## 課題と演習
1. iPS細胞研究の紹介文によると、HHEXとHLXはiPS細胞の作製効率を最大で何倍上昇させましたか。
2. iPS細胞研究の紹介文を、最後の文に続けて書き進めてください。

## 本文抜粋
|---|

ヒトiPS細胞の作製効率を上昇させる新規初期化因子(HHEXとHLX)をスクリーニングにより発見

 山川達也研究員と沖田圭介講師(CiRA未来生命科学開拓部門)らのグループは、ヒトcDNAライブラリー注1)を用いたスクリーニング注2)により、HHEXとHLXという遺伝子がiPS 細胞の作製効率を上昇させることを新たに発見しました。

 本研究成果は2016年6月23日に「STEM CELLS」のオンライン版で公開されました。

ポイント

  1. ヒト遺伝子2,008個のiPS作製効率へ与える影響を測定
  2. 最大で30倍作製効率を上昇させるHHEXとHLXの発見
  3. HHEXとHLXはiPS細胞作製の初期フェーズを促進する一方で、後期を阻害する
1. 要旨

 体細胞に複数の遺伝子(初期化注3)因子)を強制発現させることで、ES細胞と似た性質を持つiPS細胞を作製することができます。これまで、多くの初期化因子が発見されてきましたが、それらはiPS細胞の作製効率を上げるだけでなく、細胞初期化の機構を解明する手がかりにもなってきました。本研究では、新規初期化因子を同定するための新たなスクリーニング系を立ち上げ、2,008個の遺伝子について細胞初期化への影響を調べました。その結果、HHEXとHLXという細胞の分化に関連した遺伝子がiPS細胞作製効率を大きく上昇させることがわかりました。この2遺伝子は、iPS細胞作製の初期フェーズを促進させる一方で、後期を阻害するという相反する性質を持ち、iPS細胞に直接強制発現させることで分化を誘導することがわかりました。今回の研究で、これまで初期化と関係がないと考えられていた多くの遺伝子の初期化への影響を評価することができ、今後の初期化機構解明の重要な手掛かりになると考えられます。

2. 研究の背景

 体細胞に複数の遺伝子を強制的に発現させることで細胞を初期化し、胚性幹(ES)細胞と同様の多分化能と増殖能を持つ人工多能性幹(iPS)細胞が作製できます。その発見以降、多くの研究者らにより新たな初期化因子が同定されて来ました。しかし、それらの研究で検討されたのは、主にES細胞や初期胚で高く発現する遺伝子に限定されており、またヒト体細胞を用いた広範囲なスクリーニングは行われていませんでした。そこで本研究では、ヒトiPS細胞作製に影響を与える因子を広く同定するために、ES細胞特異的な遺伝子に限らず、転写因子を中心とする2,008遺伝子を含むヒトcDNAライブラリーを候補としたスクリーニングを行いました。

|---|

## 提供データ
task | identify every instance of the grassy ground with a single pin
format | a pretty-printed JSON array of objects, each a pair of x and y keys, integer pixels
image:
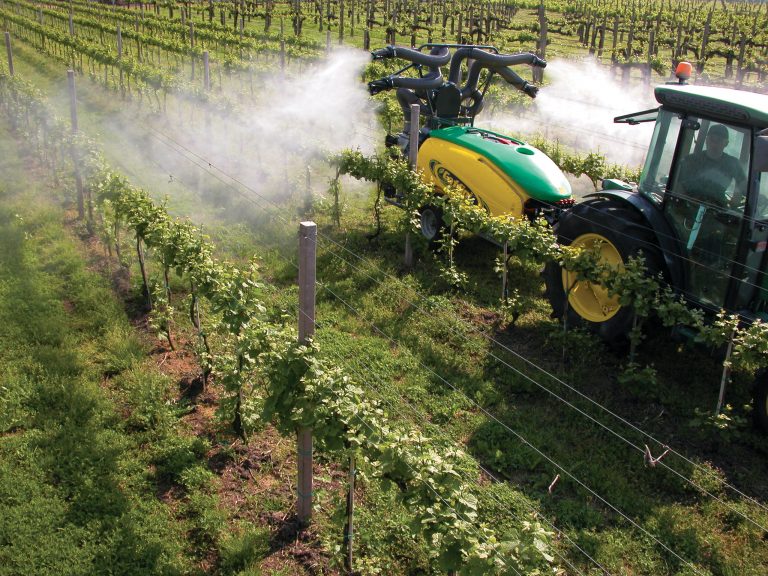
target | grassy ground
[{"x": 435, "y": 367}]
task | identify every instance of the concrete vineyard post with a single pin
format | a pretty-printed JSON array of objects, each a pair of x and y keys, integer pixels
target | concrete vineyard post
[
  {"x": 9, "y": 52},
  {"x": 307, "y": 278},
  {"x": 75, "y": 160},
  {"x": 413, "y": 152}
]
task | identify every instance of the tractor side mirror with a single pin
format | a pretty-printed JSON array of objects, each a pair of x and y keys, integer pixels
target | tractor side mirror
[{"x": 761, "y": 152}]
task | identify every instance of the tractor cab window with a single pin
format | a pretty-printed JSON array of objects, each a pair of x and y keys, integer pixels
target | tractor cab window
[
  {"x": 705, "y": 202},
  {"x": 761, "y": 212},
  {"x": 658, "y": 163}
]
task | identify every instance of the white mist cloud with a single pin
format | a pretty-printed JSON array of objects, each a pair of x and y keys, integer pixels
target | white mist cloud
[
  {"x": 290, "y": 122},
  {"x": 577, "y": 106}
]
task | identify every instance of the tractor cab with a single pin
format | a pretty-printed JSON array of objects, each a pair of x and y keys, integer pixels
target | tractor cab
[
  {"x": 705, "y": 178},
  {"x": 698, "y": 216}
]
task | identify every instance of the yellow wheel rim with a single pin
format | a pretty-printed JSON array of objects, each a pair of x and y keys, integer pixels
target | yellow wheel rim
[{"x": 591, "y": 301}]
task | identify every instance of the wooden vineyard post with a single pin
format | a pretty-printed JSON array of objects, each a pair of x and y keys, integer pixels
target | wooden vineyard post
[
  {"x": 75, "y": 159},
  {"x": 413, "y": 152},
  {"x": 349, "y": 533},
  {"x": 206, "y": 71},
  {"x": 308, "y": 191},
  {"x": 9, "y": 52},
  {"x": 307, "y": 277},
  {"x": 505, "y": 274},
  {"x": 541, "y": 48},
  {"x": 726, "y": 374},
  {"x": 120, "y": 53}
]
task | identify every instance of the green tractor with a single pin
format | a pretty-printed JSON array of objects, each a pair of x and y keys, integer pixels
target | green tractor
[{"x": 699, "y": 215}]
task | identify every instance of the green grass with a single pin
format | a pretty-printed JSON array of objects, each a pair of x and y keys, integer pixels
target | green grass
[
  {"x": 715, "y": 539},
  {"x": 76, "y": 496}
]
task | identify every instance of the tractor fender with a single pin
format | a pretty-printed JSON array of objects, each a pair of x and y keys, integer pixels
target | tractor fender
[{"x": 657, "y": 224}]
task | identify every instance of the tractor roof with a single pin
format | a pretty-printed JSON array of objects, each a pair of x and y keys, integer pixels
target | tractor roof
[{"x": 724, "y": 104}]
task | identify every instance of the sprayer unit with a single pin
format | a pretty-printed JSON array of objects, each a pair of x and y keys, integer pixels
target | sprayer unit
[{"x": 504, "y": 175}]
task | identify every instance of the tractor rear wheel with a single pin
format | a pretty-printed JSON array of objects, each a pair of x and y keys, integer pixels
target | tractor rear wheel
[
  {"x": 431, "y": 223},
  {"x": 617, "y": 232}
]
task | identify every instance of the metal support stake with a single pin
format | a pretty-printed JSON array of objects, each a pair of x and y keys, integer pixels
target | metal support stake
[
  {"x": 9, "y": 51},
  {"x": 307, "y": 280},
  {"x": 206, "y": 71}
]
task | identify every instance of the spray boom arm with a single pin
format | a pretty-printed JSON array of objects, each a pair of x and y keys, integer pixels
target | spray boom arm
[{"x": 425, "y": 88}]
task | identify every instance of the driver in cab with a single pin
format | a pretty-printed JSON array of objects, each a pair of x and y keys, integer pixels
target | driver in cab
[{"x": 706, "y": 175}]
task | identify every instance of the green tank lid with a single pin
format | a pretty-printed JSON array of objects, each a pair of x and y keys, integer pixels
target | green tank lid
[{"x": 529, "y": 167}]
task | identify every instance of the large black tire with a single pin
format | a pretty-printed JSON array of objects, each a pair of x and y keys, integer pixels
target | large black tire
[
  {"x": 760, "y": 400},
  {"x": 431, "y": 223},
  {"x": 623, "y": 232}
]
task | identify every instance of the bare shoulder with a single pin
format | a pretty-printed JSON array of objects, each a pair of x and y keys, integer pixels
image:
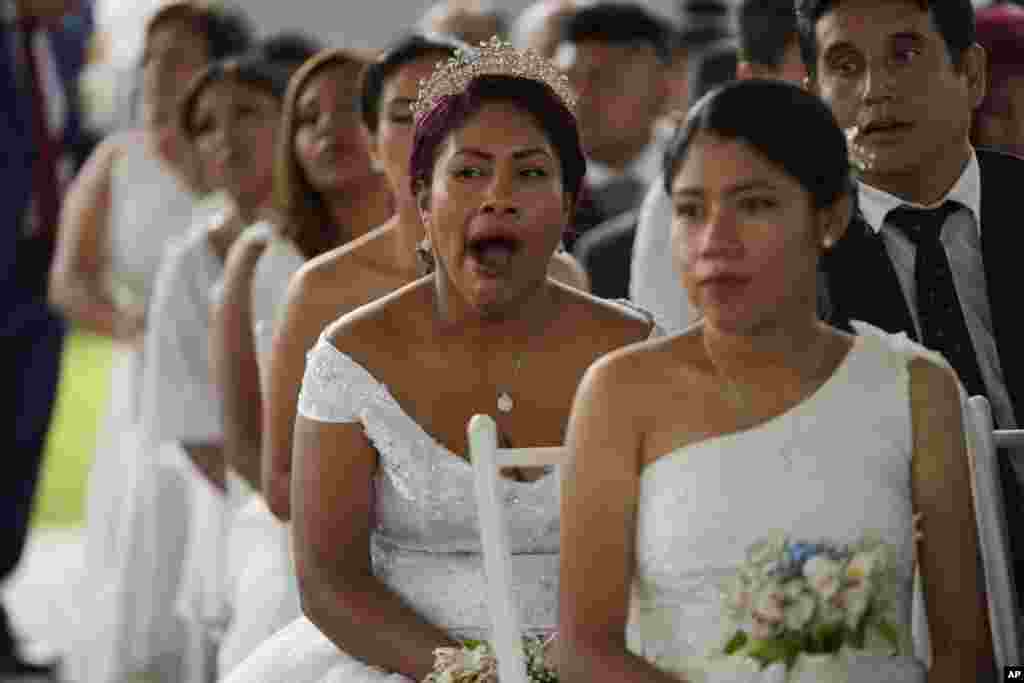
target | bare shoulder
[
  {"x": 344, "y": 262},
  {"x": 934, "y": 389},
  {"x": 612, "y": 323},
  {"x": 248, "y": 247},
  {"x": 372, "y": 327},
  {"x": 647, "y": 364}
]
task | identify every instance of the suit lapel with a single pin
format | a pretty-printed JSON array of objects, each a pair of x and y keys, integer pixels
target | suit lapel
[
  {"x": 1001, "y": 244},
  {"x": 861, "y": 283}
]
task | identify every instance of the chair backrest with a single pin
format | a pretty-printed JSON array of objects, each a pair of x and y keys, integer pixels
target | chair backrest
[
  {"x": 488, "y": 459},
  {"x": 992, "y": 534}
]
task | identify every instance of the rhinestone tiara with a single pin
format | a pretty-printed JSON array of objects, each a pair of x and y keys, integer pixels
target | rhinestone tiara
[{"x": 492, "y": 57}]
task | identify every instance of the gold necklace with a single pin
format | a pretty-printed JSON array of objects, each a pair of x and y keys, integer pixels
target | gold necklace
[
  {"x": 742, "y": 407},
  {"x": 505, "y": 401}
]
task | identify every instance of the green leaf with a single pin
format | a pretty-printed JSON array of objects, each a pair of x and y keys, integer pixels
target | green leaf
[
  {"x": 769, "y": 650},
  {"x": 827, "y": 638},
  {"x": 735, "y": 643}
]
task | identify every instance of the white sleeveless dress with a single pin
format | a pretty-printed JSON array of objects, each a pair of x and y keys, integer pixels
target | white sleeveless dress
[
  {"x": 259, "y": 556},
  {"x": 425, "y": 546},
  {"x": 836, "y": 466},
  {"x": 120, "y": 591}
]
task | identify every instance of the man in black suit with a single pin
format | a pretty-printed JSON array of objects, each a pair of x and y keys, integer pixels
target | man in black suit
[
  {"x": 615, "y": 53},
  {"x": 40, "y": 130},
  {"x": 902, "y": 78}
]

|---|

## 解答一覧
1. 最大で30倍です。

2.
3. 研究成果

1. ヒトiPS細胞コロニー数を自動計測するシステムの開発

 各候補遺伝子のiPS細胞作製への影響を計測するにあたって、候補遺伝子を使ってiPS細胞を誘導した際に作製されるコロニー数が変化するかを調べることにしました。そこでまず、ヒトiPS細胞のコロニー数を自動的に計測するシステムをNikon社の協力のもと作製しました。このシステムは、顕微鏡一体型の細胞培養器を用いて自動的に培養皿の写真を撮影し、その画像を解析プログラムに通すことで培養皿上のヒトiPS細胞の数を計測することができます。このシステムを用いることでiPS細胞作製後、染色などの操作を行うことなく大量のサンプルを処理することが可能になりました。

Fig.1. iPS細胞コロニーの自動計測

(A) 培養皿の全体像(左)と、それを解析プログラムに通した後の画像(右)。
黄色い四角で囲われているのがiPS細胞のコロニー。

(B) 従来の顕微鏡下での目視によるコロニー計測と、今回のプログラムによる計測の値を比較したグラフ。両者の間に高い相関が見られる。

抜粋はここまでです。